==== Testo di riferimento
Solleticando il Gigante: crestone dal Monte Ravino al Monte Cusna


Non in punta di piedi (magari in punta di ramponi!), ma quatto quatto oggi solletico la schiena del gigante: il crestone che da Case di Civago sale al Monte Ravino, prosegue verso l'Alpe di Vallestrina, scende al Passone, risale a La Piella e continua sul Monte Cusna. Tutta cresta, anche a tornare indietro al Passo di Lama Lite, visto che l'Appennino potrebbe essere nevosamente incazzato. E io non voglio far arrabbiare nessuno. 
Concerto a Bologna, e al ritorno dritto verso Case di Ciavgo, di nuovo: stavolta ben più addormentato (qualche pisolino durante il viaggio a smorzare i colpi di sonno) ma moralmente più sereno (non fosse per una certa ansia da prestazione). Tra una balla e l'altra non esco dall'auto prima delle 5:30. 

Molta neve si è sciolta, e la prima parte è molto più tranquilla grazie a ciò. Peccato che la bastarda bianca (sì, oggi non è dama, è bastarda!) compaia nel tratto sbagliato, quello dell'ostico attraversamento del ruscello, e prosegua nella ripida e scoscesa risalita del pendio.. Vabbeh, ho voluto la bici, e mo pedalo, e mo penso anche a Nico che sta portando a termine un'altra delle sue. 

Albeggia, il sole sorge dietro al Cimone, trovo ogni tanto della neve rigelata che è un sollievo per i muscoli, non più costretti a risollevare un piede affondato di più di una spanna. Uscito dal bosco constato che è primavera: i pendii non sono più innevati, chiazze qua e la, ma il sole ha ucciso i pupazzi di neve. Mannaggia, ora al vento fa fresco, io che mi sono equipaggiato in previsione della calura di mezzogiorno. 

Salgo verso il Ravino, sognando le pareti nord, canalini ecc, che però oggi non sono in condizioni e probabilmente sono pure belli pericolosi.. Pace, oggi gamba, fiato, e panorama! L'ultima di questa stagione in Appennino con la neve, i prossimi due weekend sono già blindati. 

La vista ora spazia su tutto il profilo del gigante: ne sto solleticando i piedi, in cima al Ravino mi trovero sul suo calcagno, sul Vallestrina sulla sua anca, al Passone sarà la volta dei fianchi, e poi sulla schiena e infine in testa, in cima, sul Cusna. Mi fumo roba buona eh..
========
==== Voci del dataset
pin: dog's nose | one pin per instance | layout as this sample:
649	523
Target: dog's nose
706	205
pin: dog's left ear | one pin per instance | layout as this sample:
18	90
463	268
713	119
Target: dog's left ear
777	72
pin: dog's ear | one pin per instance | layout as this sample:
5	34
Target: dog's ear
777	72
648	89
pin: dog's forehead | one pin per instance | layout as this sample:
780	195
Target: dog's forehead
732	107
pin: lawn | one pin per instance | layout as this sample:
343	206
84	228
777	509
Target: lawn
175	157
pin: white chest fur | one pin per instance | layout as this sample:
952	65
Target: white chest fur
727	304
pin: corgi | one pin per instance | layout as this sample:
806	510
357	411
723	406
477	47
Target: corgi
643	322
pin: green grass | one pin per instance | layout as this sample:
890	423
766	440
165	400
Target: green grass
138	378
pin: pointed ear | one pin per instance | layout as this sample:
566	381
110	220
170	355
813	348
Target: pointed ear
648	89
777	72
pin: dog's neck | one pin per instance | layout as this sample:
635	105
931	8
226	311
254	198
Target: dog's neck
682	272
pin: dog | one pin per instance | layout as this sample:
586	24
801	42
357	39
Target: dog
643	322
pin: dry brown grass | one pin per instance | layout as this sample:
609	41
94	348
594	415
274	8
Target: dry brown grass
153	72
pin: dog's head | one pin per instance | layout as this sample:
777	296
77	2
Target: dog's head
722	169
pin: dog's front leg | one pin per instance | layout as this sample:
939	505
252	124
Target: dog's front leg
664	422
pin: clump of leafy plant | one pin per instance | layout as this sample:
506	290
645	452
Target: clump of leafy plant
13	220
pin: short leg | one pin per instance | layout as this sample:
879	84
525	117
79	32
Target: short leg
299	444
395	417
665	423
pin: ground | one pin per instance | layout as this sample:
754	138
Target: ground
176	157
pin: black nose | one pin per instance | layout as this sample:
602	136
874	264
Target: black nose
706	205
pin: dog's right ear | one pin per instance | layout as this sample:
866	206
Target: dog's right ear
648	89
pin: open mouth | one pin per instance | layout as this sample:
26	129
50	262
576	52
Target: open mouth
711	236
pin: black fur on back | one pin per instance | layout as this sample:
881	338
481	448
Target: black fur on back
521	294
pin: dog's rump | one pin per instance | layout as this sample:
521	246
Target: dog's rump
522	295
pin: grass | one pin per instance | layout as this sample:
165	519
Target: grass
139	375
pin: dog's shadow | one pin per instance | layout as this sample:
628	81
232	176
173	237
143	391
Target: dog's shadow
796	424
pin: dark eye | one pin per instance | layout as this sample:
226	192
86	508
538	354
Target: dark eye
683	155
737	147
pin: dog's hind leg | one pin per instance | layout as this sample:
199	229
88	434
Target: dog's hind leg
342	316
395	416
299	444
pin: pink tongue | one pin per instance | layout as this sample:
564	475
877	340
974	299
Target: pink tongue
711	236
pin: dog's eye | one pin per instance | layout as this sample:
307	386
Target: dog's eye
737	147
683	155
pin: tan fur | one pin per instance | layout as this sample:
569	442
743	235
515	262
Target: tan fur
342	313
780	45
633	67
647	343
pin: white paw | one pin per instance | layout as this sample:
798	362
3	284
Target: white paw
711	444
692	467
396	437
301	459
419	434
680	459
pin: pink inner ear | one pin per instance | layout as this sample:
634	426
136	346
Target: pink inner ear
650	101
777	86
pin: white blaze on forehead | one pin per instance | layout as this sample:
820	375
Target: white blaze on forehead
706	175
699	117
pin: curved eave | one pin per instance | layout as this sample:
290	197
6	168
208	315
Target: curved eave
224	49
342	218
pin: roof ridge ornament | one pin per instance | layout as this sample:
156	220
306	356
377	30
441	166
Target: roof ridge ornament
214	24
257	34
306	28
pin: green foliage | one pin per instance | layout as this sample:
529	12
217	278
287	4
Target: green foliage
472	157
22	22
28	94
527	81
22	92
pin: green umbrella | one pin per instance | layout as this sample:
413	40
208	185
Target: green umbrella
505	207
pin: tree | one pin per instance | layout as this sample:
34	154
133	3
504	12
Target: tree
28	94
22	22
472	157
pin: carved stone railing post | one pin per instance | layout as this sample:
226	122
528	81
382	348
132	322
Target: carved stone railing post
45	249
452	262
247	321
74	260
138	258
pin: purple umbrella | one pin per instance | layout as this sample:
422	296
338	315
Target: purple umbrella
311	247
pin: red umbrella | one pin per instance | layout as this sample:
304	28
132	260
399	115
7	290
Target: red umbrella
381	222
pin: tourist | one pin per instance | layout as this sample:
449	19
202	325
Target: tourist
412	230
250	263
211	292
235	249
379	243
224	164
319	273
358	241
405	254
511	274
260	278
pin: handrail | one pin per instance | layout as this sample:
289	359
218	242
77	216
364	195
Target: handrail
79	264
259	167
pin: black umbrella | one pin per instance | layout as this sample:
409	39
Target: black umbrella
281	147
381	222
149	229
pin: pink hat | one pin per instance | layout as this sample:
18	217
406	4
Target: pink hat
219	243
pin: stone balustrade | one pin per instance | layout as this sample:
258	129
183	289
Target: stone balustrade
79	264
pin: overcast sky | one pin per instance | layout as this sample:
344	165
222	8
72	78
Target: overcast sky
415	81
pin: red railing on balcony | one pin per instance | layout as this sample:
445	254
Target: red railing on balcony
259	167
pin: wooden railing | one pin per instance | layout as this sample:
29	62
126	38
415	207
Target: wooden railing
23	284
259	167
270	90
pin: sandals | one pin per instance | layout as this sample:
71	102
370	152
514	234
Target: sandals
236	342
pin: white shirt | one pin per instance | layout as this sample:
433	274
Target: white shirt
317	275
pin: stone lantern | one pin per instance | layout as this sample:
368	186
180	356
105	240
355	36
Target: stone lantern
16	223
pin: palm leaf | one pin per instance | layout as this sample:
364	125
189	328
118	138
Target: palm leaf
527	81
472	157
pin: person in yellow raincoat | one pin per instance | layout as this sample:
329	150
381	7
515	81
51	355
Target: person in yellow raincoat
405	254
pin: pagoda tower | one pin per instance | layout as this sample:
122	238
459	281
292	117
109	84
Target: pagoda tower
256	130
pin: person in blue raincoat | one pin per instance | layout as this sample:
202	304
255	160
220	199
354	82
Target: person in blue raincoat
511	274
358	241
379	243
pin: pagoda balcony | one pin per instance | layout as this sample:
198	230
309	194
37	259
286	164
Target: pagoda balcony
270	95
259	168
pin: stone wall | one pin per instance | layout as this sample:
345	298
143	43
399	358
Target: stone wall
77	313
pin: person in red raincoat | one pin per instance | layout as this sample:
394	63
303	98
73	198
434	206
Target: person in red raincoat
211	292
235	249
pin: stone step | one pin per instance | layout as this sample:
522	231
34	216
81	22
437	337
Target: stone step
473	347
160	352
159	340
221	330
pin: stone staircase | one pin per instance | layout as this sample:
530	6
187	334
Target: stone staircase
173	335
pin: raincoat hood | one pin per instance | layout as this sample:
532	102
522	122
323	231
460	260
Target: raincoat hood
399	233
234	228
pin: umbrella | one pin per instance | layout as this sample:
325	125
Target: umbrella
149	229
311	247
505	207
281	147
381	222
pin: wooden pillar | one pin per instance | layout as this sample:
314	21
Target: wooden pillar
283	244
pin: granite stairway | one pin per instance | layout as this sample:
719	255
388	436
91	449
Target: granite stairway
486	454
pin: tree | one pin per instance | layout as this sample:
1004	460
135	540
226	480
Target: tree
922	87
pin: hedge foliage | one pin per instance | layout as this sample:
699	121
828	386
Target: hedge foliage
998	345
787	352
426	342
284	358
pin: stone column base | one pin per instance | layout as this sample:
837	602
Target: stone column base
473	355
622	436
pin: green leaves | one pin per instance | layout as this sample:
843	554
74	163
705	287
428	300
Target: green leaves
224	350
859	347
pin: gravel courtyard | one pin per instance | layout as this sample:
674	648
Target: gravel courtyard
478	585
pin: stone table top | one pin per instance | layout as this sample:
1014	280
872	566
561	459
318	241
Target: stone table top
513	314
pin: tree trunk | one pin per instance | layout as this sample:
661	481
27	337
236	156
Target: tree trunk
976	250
========
▸ **Compito assegnato 1**:
Secondo il racconto della cresta dal Monte Ravino al Monte Cusna, dietro quale monte sorge il sole all'alba?
▸ **Compito assegnato 2**:
Prosegui il racconto della cresta dal Monte Ravino al Monte Cusna a partire dal punto in cui si interrompe.

▸ **Esito del compito 1**:
Il sole sorge dietro al Cimone.

▸ **Esito del compito 2**:
La vista spazia anche sul crinale, ben più ricco di cornici rispetto alla volta scorsa. Sarebbe spettacolare chiudere l'anello così oggi, ma la neve non è molto amica nel farmi fare tutta questa fatica a tracciare. potrei mettere le ciaspole, invece metto i ramponi, timoroso di qualche episodio della volta scorsa.. 

Scendo per poi risalire, osservo le valanghe di fondo partite e quelle che sembrano pronte a partire, con quelle bocche aperte stile crepaccio. Invece forse queste non partiranno, la tensione accumulata si è scaricata con l'apertura di questi crepacci, e ora forse è tutto disteso. Chissà. Comunque ci sto alla larga per non rischiare. 

La cresta è ancora bella carica di neve, le piccole croci di queste cime sono ancora ben coperta, chissà quella grande del Cusna com'è! Nessuno in giro nonostante l'ora, e mi godo questi spazi in solitudine. Un po' di foschia sale dalle valli, ma tra qualche ora sarà tutto iperlimpido. Dal Passone si risale.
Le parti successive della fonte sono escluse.